— To do —
Express the listing, from the line containing "Note: point at the arched" through the end of the listing, inclusive, as a two-column CSV with the headers instruction and coordinates. Give one row for each instruction and the coordinates beneath it, with every field quoted and any line breaks replaced by spaces.

— Recorded data —
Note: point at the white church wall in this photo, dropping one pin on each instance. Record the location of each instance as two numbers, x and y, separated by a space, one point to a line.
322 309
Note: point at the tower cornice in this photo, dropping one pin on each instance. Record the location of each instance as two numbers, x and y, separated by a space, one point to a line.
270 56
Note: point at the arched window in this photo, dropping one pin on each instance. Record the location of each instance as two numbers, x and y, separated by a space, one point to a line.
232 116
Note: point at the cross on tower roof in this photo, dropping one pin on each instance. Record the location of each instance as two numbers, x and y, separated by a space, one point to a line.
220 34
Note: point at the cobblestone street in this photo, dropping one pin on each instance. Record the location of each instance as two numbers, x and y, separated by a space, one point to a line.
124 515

— Response to the exercise —
instruction,coordinates
"Note: point at the arched window in this photo, dropping one pin on each instance. Record the location of each instance as two numbers, x and y, separated by a space, one point to a line.","232 116"
"Note: point at the cross on tower roof in this photo, dropping one pin on each instance. Record the location of each instance as two numbers, x and y, separated by a space, one point to a line.","220 34"
"Note: point at the cobblestone street in this photo, dropping one pin on each instance. Record the location of each instance as two numbers, x and y, separated by a space, one point to a line.","124 515"